▸ **DESCRIPTION OF THE TASK**
What are the lines, copied exactly, from the one containing "Note to the class: point out the blurred leaf" through the last line of the records below, both included?

☆ ☆ ☆

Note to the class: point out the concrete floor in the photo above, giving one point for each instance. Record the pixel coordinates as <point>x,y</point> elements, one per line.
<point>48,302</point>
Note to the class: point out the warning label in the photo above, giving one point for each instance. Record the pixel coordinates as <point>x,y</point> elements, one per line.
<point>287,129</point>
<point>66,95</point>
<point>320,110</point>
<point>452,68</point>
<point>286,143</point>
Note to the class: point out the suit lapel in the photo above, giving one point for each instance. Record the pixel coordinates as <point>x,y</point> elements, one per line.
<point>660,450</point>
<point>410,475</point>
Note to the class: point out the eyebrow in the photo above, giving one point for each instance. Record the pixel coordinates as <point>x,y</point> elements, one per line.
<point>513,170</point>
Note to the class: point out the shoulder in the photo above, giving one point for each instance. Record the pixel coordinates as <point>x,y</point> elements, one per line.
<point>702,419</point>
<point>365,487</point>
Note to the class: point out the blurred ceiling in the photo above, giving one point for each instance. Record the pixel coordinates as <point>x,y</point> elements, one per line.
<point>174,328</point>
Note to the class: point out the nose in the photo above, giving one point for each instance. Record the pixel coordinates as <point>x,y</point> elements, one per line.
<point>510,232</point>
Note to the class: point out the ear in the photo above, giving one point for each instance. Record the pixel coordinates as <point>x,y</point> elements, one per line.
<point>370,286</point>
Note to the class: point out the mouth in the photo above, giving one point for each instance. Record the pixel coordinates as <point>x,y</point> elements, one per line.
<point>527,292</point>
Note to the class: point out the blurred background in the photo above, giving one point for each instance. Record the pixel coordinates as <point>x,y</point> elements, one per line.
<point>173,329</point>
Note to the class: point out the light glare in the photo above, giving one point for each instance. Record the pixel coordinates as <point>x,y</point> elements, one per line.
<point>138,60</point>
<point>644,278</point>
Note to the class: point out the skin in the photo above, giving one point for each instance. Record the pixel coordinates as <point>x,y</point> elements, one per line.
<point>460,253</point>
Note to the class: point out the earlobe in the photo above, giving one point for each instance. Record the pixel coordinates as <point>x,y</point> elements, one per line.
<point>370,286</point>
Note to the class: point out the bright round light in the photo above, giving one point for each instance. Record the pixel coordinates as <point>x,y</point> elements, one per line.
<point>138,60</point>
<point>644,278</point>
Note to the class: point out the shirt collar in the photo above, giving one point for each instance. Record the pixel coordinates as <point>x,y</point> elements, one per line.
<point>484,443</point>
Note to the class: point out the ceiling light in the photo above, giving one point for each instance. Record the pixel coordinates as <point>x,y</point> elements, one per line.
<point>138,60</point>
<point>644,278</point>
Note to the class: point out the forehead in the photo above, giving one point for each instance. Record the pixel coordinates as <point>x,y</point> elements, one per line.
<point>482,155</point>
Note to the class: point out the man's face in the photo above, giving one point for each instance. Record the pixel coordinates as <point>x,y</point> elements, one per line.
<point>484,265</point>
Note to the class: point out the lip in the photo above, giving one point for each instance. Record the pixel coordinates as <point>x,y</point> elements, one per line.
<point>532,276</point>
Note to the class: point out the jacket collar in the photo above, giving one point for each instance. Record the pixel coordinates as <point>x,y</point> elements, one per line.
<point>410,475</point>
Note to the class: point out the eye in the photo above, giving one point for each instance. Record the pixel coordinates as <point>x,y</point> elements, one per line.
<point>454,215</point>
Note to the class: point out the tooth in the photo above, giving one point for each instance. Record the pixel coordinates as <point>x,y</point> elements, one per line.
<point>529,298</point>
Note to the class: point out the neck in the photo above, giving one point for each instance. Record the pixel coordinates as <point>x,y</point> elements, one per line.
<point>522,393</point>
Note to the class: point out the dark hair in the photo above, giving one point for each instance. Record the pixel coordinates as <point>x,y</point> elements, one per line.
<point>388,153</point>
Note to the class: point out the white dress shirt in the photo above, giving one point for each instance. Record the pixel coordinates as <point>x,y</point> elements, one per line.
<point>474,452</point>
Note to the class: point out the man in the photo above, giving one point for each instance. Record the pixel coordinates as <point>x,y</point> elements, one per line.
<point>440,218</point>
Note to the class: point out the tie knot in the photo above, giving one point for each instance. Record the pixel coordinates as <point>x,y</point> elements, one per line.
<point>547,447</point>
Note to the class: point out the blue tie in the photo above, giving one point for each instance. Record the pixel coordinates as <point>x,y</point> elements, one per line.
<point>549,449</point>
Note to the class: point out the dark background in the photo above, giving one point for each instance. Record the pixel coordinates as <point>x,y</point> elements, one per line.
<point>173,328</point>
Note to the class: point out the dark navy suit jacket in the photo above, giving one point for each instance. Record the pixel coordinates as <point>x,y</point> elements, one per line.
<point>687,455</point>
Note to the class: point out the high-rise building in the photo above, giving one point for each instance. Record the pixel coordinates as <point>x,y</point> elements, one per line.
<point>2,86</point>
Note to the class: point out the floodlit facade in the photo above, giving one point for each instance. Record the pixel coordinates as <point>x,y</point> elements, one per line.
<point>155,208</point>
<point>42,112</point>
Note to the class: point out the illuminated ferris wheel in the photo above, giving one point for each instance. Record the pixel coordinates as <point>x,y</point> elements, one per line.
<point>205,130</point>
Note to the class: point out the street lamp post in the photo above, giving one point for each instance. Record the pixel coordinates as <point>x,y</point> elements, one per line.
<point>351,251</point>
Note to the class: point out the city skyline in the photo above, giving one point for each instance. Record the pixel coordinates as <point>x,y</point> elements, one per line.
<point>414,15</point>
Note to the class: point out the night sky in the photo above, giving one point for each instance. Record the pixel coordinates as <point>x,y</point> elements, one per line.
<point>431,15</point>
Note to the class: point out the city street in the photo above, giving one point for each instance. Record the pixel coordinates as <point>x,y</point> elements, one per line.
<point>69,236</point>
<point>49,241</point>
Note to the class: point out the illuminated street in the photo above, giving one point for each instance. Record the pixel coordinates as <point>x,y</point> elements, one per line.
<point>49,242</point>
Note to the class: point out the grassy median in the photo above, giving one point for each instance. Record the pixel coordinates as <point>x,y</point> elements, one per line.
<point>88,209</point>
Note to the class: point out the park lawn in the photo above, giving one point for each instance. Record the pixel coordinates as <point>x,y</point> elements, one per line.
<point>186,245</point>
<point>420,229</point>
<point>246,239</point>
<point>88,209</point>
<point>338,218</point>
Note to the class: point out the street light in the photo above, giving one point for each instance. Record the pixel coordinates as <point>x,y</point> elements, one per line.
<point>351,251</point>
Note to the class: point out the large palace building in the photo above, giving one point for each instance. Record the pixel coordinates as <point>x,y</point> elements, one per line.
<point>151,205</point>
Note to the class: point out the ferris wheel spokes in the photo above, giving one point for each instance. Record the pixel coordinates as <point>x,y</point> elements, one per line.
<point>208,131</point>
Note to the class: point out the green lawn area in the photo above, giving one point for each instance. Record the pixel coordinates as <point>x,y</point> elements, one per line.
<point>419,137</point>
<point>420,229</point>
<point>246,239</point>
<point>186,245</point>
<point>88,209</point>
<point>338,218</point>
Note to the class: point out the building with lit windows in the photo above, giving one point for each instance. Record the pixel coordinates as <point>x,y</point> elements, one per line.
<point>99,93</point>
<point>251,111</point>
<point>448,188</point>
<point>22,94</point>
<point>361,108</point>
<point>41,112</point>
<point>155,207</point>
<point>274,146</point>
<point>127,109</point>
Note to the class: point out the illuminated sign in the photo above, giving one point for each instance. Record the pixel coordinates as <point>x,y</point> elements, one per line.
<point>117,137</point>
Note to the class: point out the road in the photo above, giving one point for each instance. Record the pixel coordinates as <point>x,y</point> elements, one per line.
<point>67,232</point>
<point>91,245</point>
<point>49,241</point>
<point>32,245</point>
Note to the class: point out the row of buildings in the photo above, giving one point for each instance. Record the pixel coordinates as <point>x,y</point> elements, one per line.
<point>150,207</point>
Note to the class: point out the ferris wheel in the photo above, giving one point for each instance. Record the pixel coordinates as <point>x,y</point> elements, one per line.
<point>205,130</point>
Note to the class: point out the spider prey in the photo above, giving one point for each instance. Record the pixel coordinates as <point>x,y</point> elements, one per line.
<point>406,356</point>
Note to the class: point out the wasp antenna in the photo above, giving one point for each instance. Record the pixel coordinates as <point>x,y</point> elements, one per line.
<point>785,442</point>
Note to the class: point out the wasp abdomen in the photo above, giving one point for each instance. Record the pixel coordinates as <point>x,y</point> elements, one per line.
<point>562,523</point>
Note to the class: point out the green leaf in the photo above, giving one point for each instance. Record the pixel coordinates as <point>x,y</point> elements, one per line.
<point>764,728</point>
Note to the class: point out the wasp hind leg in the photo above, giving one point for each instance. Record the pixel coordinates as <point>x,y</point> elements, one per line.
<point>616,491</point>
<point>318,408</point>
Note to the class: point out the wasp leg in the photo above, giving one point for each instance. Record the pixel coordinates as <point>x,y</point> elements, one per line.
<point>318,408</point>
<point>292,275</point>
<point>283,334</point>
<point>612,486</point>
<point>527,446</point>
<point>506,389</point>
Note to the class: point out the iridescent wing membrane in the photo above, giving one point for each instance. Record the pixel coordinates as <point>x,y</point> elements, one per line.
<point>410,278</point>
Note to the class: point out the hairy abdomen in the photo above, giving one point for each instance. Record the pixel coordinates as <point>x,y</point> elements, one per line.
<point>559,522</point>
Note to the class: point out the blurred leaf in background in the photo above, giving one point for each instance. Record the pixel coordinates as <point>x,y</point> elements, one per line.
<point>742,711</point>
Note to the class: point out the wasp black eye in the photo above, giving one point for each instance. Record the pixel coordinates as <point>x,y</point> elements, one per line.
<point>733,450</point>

☆ ☆ ☆

▸ **OUTPUT OF THE TASK**
Note to the class: point out the blurred leaf in background in the photo above, giving one point for each instance. Record the pixel coordinates as <point>x,y</point> elements, one per line.
<point>742,711</point>
Note to the class: point out the wasp black eye in the photo above, giving one point for each instance. Record the pixel coordinates as <point>x,y</point> elements, one per line.
<point>733,450</point>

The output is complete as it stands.